— Data to use —
--- begin ---

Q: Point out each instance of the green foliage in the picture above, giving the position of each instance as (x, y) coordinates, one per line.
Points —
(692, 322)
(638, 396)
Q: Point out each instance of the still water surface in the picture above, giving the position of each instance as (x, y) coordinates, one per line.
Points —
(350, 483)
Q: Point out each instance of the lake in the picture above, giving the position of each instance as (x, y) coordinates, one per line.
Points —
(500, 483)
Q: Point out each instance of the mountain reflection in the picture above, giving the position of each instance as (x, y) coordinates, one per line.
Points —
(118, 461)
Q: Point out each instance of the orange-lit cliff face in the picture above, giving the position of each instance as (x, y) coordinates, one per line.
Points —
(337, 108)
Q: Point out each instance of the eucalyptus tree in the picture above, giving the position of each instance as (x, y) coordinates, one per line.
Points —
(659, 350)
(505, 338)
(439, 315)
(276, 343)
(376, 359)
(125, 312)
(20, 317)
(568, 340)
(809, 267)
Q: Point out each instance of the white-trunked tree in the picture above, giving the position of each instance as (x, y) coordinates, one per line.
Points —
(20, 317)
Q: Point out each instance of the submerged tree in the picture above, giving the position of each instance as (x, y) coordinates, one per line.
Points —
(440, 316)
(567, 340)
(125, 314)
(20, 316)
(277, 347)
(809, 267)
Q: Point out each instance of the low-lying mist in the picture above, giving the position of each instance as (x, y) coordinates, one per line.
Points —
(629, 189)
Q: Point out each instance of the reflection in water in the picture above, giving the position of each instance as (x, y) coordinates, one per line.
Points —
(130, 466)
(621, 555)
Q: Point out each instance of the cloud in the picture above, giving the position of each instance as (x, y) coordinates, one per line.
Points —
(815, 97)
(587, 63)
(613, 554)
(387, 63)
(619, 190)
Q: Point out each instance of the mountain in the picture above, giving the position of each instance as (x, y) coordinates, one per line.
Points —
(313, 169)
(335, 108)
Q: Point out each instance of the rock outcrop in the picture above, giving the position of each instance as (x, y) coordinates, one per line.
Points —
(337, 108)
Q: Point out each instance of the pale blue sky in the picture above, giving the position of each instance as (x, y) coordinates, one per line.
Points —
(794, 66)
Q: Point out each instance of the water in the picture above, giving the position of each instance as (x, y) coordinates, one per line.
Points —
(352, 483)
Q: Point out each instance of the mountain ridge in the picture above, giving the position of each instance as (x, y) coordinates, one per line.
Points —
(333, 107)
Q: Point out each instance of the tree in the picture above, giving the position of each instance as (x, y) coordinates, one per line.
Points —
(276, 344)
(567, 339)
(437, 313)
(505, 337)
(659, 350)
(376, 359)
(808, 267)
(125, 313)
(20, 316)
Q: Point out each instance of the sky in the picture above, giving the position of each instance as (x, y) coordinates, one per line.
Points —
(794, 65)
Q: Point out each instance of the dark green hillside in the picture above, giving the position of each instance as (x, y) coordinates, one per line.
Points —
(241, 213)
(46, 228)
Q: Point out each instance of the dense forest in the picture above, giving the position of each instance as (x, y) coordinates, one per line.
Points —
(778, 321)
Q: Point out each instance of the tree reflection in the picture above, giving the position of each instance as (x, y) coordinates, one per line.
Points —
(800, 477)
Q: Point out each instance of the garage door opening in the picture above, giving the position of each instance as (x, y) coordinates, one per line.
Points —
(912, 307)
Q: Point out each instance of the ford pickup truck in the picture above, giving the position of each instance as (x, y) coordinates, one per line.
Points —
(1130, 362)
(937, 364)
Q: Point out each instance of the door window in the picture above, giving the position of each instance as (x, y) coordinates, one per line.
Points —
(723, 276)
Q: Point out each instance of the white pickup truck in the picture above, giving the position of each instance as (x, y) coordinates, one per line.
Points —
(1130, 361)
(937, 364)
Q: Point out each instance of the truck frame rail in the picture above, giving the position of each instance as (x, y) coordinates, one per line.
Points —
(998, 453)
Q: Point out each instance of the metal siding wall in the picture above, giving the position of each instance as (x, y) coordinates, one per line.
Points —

--- end ---

Please output the complete data exactly.

Q: Point out each instance of the green foliage in the picture above, giving the position of each instance as (x, y) coordinates, one per line.
Points —
(692, 322)
(638, 396)
Q: Point out each instance of the still water surface in the picture above, giving the position of each instance as (x, y) coordinates, one per line.
Points —
(350, 483)
Q: Point out each instance of the lake in the picture above, giving the position of each instance as (x, y) coordinates, one per line.
Points —
(500, 483)
Q: Point out each instance of the mountain reflection in the picture above, giving the position of each instance as (x, y) coordinates, one per line.
Points —
(118, 461)
Q: Point out each instance of the orange-lit cliff face in the picture above, giving the position of each instance as (x, y) coordinates, one per line.
Points —
(337, 108)
Q: Point out each instance of the eucalyptus tree in the picture above, giving the position of each instance as (x, y) coordinates, one per line.
Points —
(659, 350)
(505, 338)
(439, 315)
(276, 343)
(376, 359)
(125, 312)
(20, 317)
(568, 340)
(809, 267)
Q: Point out each instance of the white-trunked tree in the picture above, giving the position of each instance as (x, y) coordinates, one per line.
Points —
(20, 317)
Q: Point out each instance of the submerged tree in the picture above, giving the position of each instance as (x, y) coordinates, one per line.
Points —
(440, 316)
(567, 340)
(125, 314)
(20, 316)
(277, 347)
(809, 267)
Q: Point out each instance of the low-lying mist in the picture above, giving the position of each instance as (x, y) coordinates, one per line.
Points —
(629, 189)
Q: Point out each instance of the reflection in water in the picture above, giving the position of each instance as (x, y) coordinates, one per line.
Points —
(130, 466)
(621, 555)
Q: Point out each instance of the cloud in the picture above, giving the position of each instance as (x, y) coordinates, one per line.
Points —
(815, 97)
(587, 63)
(613, 554)
(387, 63)
(619, 190)
Q: Point out each instance of the mountain in the picture above, giving the position of each instance as (x, y) coordinates, one per line.
Points —
(313, 169)
(335, 108)
Q: Point out each instance of the rock outcrop in the picture above, giving the position of each instance as (x, y) coordinates, one per line.
Points —
(337, 108)
Q: Point out each instance of the pale blue sky in the picture above, giving the position of each instance as (x, y) coordinates, one per line.
Points —
(794, 66)
Q: Point out each instance of the water in the picture above, giving the position of each instance as (x, y) coordinates, one per line.
Points —
(352, 483)
Q: Point out each instance of the mountain ridge in the picture above, giving the position of each instance as (x, y) coordinates, one per line.
Points —
(333, 107)
Q: Point out each instance of the tree in the picture above, giving the position of each instance as (x, y) coordinates, one per line.
Points —
(276, 344)
(567, 339)
(437, 313)
(505, 337)
(659, 350)
(376, 359)
(808, 267)
(125, 313)
(20, 316)
Q: Point out each instance of the sky in the picture above, giving the position of each instance as (x, y) coordinates, one per line.
Points —
(794, 65)
Q: Point out each instance of the dark green hillside in the picture above, giving the position of each instance as (x, y) coordinates, one per line.
Points —
(241, 213)
(46, 228)
Q: Point out each instance of the dense forest in the picture above, giving the position of each instance as (x, y) coordinates, one per line.
Points —
(778, 321)
Q: Point out each instance of the tree reflection in the picture above, giving the position of each instance as (x, y) coordinates, one per line.
Points —
(800, 477)
Q: Point out each instance of the garage door opening in the picture above, giving the position of each instance as (x, y) coordinates, one per line.
Points —
(912, 307)
Q: Point out each instance of the ford pickup truck in the picture above, giving the position of each instance as (x, y) coordinates, one per line.
Points —
(1130, 362)
(937, 364)
Q: Point out each instance of the door window in the picture above, giving the position of each instance as (x, y) coordinates, one per line.
Points —
(723, 276)
Q: Point out each instance of the white pickup truck in the picture above, giving the position of each instance as (x, y) coordinates, one per line.
Points —
(1130, 361)
(937, 364)
Q: Point out each instance of the truck frame rail in the picture above, giving the position of each instance as (x, y) coordinates, one per line.
Points —
(998, 453)
Q: Point out each instance of the metal siding wall in the picture above, giving the position of each instance as (x, y) coordinates, one per line.
Points —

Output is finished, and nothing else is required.